# Problem statement:
Please restate exactly the lines of the data below, beginning with the line containing "Detect green hill" and ending with the last line.

# Extracted data:
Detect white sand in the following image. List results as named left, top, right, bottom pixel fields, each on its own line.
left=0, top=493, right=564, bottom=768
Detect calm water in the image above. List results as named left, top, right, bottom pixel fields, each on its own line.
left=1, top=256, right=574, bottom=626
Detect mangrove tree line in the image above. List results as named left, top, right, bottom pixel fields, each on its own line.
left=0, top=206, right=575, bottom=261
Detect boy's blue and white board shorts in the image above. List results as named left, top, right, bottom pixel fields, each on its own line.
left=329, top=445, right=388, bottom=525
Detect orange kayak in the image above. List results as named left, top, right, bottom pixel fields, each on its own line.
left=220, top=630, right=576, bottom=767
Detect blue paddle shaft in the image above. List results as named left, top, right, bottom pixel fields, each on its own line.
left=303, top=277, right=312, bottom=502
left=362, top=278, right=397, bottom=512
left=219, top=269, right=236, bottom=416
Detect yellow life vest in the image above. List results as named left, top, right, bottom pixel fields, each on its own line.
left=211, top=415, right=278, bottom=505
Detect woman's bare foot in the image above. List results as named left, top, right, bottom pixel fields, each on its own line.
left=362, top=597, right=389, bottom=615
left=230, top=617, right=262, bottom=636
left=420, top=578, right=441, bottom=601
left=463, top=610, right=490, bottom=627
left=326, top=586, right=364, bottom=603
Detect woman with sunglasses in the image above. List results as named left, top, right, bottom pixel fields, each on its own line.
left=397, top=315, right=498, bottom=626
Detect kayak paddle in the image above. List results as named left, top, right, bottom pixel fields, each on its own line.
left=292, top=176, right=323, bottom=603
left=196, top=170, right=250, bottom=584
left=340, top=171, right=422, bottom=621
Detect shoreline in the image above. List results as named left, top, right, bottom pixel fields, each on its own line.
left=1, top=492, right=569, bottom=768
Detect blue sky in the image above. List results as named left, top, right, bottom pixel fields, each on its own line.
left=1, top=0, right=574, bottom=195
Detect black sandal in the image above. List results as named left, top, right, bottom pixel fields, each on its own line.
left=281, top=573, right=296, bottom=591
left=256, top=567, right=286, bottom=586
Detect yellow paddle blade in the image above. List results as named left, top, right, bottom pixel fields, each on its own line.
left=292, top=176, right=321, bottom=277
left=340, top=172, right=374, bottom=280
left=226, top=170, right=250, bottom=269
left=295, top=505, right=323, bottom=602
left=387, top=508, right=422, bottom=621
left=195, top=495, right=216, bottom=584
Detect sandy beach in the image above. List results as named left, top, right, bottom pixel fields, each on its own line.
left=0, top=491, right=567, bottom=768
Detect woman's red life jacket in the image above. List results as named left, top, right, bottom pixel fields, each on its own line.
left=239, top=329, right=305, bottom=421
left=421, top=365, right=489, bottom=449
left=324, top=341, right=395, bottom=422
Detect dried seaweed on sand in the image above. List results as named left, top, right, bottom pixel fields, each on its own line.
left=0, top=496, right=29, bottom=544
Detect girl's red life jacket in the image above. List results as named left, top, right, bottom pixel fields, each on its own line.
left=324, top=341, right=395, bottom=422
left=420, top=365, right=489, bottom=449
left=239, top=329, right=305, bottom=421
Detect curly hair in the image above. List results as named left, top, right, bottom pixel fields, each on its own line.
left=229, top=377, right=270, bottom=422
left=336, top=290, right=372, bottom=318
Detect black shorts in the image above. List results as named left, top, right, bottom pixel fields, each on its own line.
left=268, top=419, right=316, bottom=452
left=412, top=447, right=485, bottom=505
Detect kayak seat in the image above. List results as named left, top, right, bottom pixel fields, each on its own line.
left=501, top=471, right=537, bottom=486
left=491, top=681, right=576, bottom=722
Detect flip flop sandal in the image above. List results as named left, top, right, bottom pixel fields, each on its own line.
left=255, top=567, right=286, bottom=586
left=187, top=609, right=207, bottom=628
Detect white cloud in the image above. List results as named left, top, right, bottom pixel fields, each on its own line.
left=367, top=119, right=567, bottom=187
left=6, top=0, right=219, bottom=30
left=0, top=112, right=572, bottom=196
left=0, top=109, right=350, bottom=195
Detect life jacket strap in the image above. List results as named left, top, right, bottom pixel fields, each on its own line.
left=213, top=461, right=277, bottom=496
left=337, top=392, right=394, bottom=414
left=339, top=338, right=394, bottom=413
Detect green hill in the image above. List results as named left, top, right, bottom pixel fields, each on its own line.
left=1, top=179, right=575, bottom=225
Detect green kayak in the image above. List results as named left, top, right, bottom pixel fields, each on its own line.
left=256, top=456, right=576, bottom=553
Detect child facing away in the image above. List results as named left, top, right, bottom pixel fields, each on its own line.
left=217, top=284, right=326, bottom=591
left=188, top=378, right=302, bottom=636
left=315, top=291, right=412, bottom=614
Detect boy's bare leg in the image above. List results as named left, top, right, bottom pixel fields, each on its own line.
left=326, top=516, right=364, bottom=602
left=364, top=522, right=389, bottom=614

# Task response:
Detect green hill in the image above. List results as named left, top, right, bottom pixel fields, each on its own line.
left=1, top=179, right=575, bottom=225
Detect green kayak in the image above. List results as named left, top, right, bottom pixel fields, each on its own line.
left=256, top=456, right=576, bottom=553
Detect child facing away in the image above. List results as named left, top, right, bottom pixel fields, each on its own line.
left=217, top=284, right=326, bottom=591
left=188, top=378, right=302, bottom=636
left=315, top=291, right=412, bottom=614
Detect boy's bare leg in the image above. List results as named left, top, right, bottom pixel fields, each on its own line.
left=326, top=516, right=364, bottom=602
left=364, top=522, right=389, bottom=614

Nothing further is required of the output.